Challenge 1: Copy the Bloomsday post from "Today  (yesterday actually)" up to and including "it out originally.", changing "essay" to "article".
Challenge 2:
Answer these questions from the Bloomsday post:
(a) On what date is Ulysses set?
(b) At what age does the post say Bob Dylan changed popular music and the cultural landscape?
(c) Who is the protagonist of A Portrait of the Artist as Young Man?

::: Text passage :::

Tuesday, 17 June 2014

Belated Happy Bloomsday


Belated Happy Bloomsday




Today  (yesterday actually) is June 16th, otherwise known as Bloomsday, the day on which James Joyce’ masterpiece Ulysses is set.  As such, I’d thought I’d re-post my essay on Bob Dylan and James Joyce for those new readers who may not have checked it out originally.  





Imagine today, if a young rock and roll artist emerged on the scene, writing dozens of songs capturing the zeitgeist. Other popular artists cover his songs, and his lyrics are studied like a pop-culture Bible.  Influential poets and thinkers, even called the “spokesman of a generation”, embrace him. In the process, he changes not only popular music but also the cultural landscape at a mere 24 years old.  Imagine this same artist, at the height of his popularity, turns his back on his audience picking up a new musical direction.  Viewed as a traitor to the scene, his new guise also redefining, becoming a standard by which everything else that follows is measured.  Except this no fictional rock and roll artist.  This is Bob Dylan’s influence and power in the mid 1960’s.
No singular artist in the latter half of the 20th century has redefined the popular musical world as much as Bob Dylan. It is often argued Dylan is a true artist because of his achievements and not just one in the rock and roll medium.  But what does being a true artist mean, and how does this apply to Dylan?  The answer might be found in James Joyce’s semi-autobiographical novel,  A Portrait of the Artist as Young Man. In Portrait, Joyce tackles artistic integrity through the protagonist Stephen Dedalus.  Throughout the novel, Joyce presents several forms, which must be followed in order for a person to truly become an artist.  Using Joyce’s outline and Stephen Dedalus as a model, the argument for Bob Dylan being seen as a true artist is even more evident.

::: Information provided :::

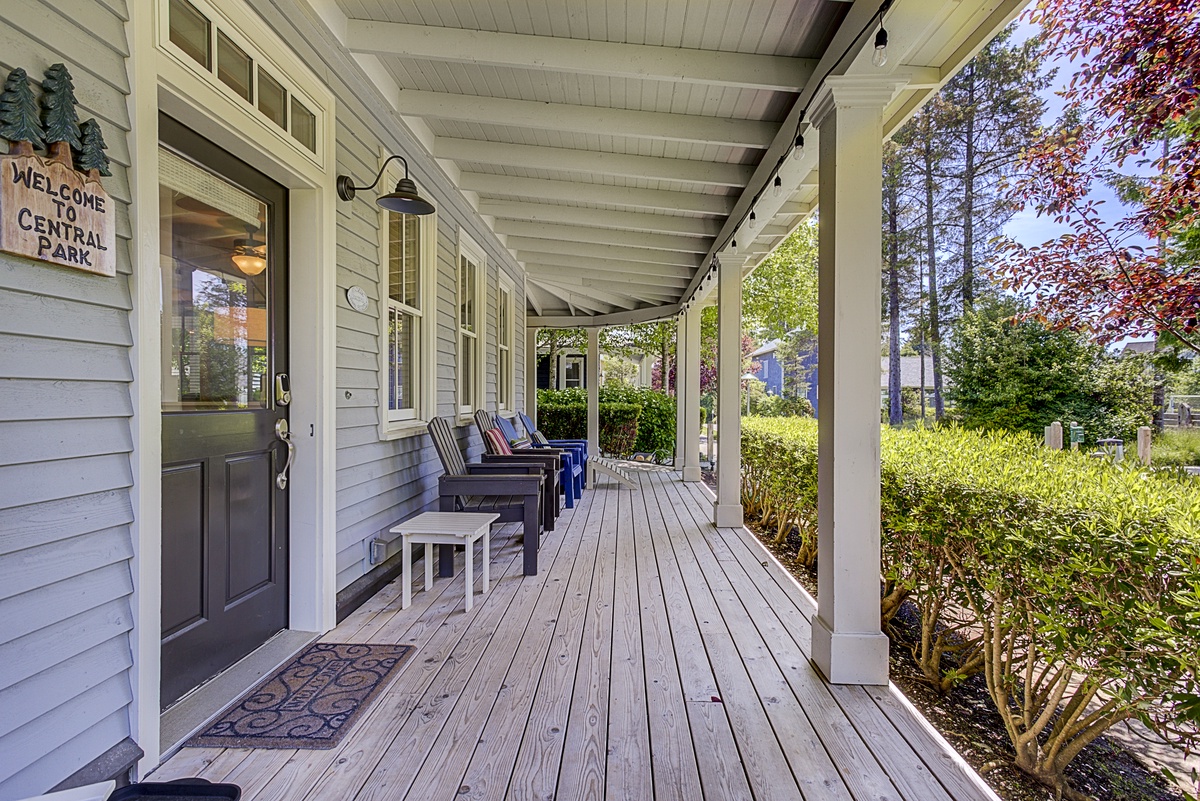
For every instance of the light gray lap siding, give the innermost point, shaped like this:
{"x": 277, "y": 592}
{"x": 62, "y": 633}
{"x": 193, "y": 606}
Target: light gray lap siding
{"x": 381, "y": 482}
{"x": 65, "y": 475}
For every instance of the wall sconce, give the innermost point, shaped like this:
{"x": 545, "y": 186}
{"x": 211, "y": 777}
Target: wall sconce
{"x": 405, "y": 199}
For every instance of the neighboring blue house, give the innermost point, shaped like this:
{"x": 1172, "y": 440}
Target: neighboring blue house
{"x": 771, "y": 372}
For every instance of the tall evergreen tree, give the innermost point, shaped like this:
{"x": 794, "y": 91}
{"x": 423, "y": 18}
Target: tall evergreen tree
{"x": 59, "y": 115}
{"x": 90, "y": 157}
{"x": 990, "y": 112}
{"x": 19, "y": 121}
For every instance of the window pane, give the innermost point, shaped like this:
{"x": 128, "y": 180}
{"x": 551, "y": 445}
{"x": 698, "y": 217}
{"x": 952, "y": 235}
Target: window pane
{"x": 273, "y": 98}
{"x": 412, "y": 260}
{"x": 468, "y": 371}
{"x": 234, "y": 67}
{"x": 304, "y": 125}
{"x": 190, "y": 31}
{"x": 215, "y": 311}
{"x": 402, "y": 361}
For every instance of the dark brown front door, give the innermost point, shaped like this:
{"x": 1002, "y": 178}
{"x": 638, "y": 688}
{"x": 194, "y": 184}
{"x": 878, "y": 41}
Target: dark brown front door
{"x": 225, "y": 516}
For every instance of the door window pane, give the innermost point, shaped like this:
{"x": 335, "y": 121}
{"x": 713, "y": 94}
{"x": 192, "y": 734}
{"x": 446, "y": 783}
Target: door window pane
{"x": 215, "y": 309}
{"x": 235, "y": 68}
{"x": 190, "y": 31}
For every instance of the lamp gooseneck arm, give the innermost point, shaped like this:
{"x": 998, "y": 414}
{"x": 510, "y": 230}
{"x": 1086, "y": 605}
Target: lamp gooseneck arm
{"x": 346, "y": 190}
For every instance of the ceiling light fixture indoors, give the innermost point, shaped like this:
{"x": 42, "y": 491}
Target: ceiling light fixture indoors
{"x": 405, "y": 199}
{"x": 249, "y": 254}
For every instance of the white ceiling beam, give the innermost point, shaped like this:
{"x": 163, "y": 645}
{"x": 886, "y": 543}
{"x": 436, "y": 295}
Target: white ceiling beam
{"x": 627, "y": 271}
{"x": 619, "y": 300}
{"x": 625, "y": 221}
{"x": 618, "y": 318}
{"x": 581, "y": 56}
{"x": 587, "y": 119}
{"x": 591, "y": 162}
{"x": 681, "y": 263}
{"x": 601, "y": 235}
{"x": 577, "y": 300}
{"x": 603, "y": 279}
{"x": 489, "y": 185}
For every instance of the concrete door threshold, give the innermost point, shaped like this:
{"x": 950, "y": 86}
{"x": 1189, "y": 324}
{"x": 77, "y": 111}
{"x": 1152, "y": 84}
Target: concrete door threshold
{"x": 195, "y": 710}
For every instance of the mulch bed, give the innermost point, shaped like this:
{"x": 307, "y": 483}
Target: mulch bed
{"x": 966, "y": 718}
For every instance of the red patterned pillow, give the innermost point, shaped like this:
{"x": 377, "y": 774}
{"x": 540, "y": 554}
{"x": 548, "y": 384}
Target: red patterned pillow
{"x": 496, "y": 441}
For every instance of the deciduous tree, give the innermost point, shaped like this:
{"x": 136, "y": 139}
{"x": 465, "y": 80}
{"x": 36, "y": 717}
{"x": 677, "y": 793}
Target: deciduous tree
{"x": 1134, "y": 102}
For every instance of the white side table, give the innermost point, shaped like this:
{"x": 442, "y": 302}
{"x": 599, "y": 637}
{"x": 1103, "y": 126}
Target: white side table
{"x": 444, "y": 529}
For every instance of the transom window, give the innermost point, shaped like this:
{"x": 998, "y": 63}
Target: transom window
{"x": 195, "y": 31}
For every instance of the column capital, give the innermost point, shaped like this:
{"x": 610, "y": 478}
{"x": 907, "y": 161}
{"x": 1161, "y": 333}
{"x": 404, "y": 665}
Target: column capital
{"x": 855, "y": 91}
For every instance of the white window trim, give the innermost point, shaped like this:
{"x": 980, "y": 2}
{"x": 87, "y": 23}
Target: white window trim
{"x": 505, "y": 354}
{"x": 426, "y": 384}
{"x": 467, "y": 246}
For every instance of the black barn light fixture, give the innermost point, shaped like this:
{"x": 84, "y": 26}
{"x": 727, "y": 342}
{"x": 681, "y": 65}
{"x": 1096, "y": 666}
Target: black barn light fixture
{"x": 405, "y": 199}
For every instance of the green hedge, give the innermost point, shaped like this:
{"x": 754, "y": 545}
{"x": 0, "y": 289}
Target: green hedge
{"x": 1062, "y": 579}
{"x": 654, "y": 429}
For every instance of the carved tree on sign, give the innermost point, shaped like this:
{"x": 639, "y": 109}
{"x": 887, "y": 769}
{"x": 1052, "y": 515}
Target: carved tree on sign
{"x": 90, "y": 157}
{"x": 59, "y": 113}
{"x": 19, "y": 119}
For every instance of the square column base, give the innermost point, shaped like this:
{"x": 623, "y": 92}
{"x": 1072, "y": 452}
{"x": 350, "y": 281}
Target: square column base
{"x": 845, "y": 658}
{"x": 727, "y": 516}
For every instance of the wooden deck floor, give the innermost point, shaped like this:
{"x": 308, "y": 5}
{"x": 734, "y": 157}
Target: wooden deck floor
{"x": 654, "y": 656}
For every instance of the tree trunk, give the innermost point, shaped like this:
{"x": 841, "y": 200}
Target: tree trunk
{"x": 895, "y": 409}
{"x": 969, "y": 176}
{"x": 935, "y": 337}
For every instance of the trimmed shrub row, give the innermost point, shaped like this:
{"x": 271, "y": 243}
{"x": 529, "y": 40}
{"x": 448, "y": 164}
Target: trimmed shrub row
{"x": 1073, "y": 585}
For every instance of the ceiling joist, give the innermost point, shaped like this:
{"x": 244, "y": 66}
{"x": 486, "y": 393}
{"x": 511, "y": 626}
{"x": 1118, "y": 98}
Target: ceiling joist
{"x": 601, "y": 235}
{"x": 591, "y": 162}
{"x": 587, "y": 119}
{"x": 623, "y": 221}
{"x": 581, "y": 56}
{"x": 490, "y": 185}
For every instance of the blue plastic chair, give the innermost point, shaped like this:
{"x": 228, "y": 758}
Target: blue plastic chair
{"x": 579, "y": 445}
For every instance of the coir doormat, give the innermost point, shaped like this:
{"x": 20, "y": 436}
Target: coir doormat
{"x": 309, "y": 703}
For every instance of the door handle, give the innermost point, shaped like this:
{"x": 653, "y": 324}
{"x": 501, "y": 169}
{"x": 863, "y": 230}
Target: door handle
{"x": 285, "y": 435}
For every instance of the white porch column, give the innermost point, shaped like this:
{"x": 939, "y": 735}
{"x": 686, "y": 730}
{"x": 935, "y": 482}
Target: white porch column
{"x": 681, "y": 381}
{"x": 847, "y": 644}
{"x": 727, "y": 510}
{"x": 690, "y": 392}
{"x": 532, "y": 374}
{"x": 593, "y": 381}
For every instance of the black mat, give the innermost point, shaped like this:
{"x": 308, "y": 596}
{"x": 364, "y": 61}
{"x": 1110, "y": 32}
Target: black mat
{"x": 309, "y": 703}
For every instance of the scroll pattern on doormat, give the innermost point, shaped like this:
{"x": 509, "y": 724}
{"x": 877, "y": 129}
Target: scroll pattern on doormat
{"x": 309, "y": 703}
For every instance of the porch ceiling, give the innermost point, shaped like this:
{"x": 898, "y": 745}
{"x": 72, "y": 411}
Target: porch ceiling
{"x": 616, "y": 148}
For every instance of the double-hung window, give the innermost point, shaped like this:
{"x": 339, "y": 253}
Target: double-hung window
{"x": 472, "y": 277}
{"x": 504, "y": 395}
{"x": 405, "y": 315}
{"x": 407, "y": 320}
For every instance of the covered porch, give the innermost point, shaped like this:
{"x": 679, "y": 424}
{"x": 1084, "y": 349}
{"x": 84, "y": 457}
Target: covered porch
{"x": 654, "y": 656}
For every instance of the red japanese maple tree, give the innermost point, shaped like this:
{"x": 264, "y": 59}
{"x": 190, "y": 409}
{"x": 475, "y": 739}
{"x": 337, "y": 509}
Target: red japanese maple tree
{"x": 1135, "y": 100}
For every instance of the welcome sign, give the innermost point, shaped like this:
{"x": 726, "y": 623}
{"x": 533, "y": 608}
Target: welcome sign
{"x": 54, "y": 214}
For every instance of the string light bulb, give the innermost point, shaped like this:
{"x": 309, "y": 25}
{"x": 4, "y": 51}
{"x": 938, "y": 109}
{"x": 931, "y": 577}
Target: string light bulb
{"x": 880, "y": 56}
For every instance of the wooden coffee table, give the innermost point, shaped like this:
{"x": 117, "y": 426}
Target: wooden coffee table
{"x": 444, "y": 529}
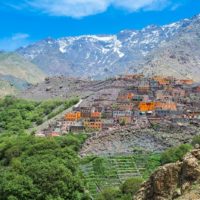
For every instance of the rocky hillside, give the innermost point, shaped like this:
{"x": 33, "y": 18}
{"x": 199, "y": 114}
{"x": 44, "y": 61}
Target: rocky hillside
{"x": 63, "y": 87}
{"x": 107, "y": 55}
{"x": 16, "y": 73}
{"x": 180, "y": 180}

:::

Right answer 1:
Today  (yesterday actually) is June 16th, otherwise known as Bloomsday, the day on which James Joyce’ masterpiece Ulysses is set.  As such, I’d thought I’d re-post my article on Bob Dylan and James Joyce for those new readers who may not have checked it out originally.

Right answer 2:
(a) June 16th
(b) 24 years old
(c) Stephen Dedalus